- WHAT IS ASKED -
Can you reproduce every one of the records below word for word, leaving nothing out and changing nothing?

- PROVIDED MATERIAL -
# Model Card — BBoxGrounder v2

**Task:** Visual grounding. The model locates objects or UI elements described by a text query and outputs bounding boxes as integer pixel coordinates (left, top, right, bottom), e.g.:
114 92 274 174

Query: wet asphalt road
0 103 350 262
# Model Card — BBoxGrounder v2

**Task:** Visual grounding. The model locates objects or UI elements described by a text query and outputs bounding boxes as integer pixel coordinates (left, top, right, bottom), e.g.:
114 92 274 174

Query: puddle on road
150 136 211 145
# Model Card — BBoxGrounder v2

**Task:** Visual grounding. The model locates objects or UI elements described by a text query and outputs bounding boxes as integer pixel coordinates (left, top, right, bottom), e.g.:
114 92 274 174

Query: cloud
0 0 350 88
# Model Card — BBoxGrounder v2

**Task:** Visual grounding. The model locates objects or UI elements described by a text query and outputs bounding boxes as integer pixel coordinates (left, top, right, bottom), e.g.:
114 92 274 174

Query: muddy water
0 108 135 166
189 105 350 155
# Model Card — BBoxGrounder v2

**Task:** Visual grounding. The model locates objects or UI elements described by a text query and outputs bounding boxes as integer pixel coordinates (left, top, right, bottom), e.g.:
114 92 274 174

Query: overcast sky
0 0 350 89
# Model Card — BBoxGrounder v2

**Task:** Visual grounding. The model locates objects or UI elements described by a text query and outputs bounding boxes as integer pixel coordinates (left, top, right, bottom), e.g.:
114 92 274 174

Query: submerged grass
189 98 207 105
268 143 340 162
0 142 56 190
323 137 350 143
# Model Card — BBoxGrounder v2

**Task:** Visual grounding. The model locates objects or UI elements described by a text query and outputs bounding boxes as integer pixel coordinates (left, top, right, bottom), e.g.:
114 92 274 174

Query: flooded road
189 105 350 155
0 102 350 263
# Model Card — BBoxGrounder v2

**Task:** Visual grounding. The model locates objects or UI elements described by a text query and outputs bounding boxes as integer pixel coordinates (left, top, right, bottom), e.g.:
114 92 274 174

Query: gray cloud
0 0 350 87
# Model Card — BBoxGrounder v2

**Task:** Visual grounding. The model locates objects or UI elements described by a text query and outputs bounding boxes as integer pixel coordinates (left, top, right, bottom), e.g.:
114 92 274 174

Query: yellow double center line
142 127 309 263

- WRITTEN RESPONSE -
# Model Card — BBoxGrounder v2

**Task:** Visual grounding. The model locates objects or UI elements described by a text query and outputs bounding boxes as integer pixel coordinates (left, top, right, bottom), e.g.:
114 92 274 174

Query: wet asphalt road
0 103 350 262
# Model Card — BBoxGrounder v2

**Task:** Visual grounding. The model locates objects or UI elements described by a text query and outputs bounding boxes as integer pixel coordinates (left, top, right, bottom), e.g.:
114 92 274 174

Query: puddle on road
150 136 211 145
# Model Card — BBoxGrounder v2

**Task:** Visual grounding. The model locates objects or UI elements described by a text query and outputs bounding boxes as integer pixel coordinates (left, top, right, bottom), e.g.:
114 92 274 174

Query: cloud
0 0 350 88
# Model Card — BBoxGrounder v2

**Task:** Visual grounding. The model locates objects or UI elements described by a text query and outputs bounding boxes as integer pixel coordinates (left, top, right, bottom), e.g.:
114 92 274 174

Query: muddy water
0 108 135 166
189 105 350 155
# Model Card — BBoxGrounder v2

**Task:** Visual grounding. The model locates objects or UI elements described by a text query and outputs bounding boxes as integer pixel coordinates (left, top, right, bottom), e.g.:
114 92 274 174

Query: overcast sky
0 0 350 89
# Model Card — BBoxGrounder v2

**Task:** Visual grounding. The model locates objects or UI elements described by a text query and outputs bounding boxes as integer pixel coordinates (left, top, right, bottom), e.g.:
114 92 274 174

Query: submerged grass
189 98 207 105
268 143 340 162
0 142 56 190
323 137 350 143
# Model Card — BBoxGrounder v2

**Task:** Visual grounding. The model locates objects or UI elements described by a text query and outputs bounding boxes as integer pixel coordinates (left, top, right, bottom), e.g.:
114 92 274 174

Query: flooded road
189 105 350 155
0 102 350 263
# Model Card — BBoxGrounder v2

**Task:** Visual grounding. The model locates objects or UI elements described by a text query and outputs bounding boxes as integer pixel coordinates (left, top, right, bottom), e.g.:
114 92 274 174

Query: gray cloud
0 0 350 87
# Model Card — BBoxGrounder v2

**Task:** Visual grounding. The model locates objects or UI elements described by a text query and outputs bounding boxes as integer pixel coordinates (left, top, right, bottom), e.g.:
114 92 274 174

Query: yellow double center line
142 127 309 263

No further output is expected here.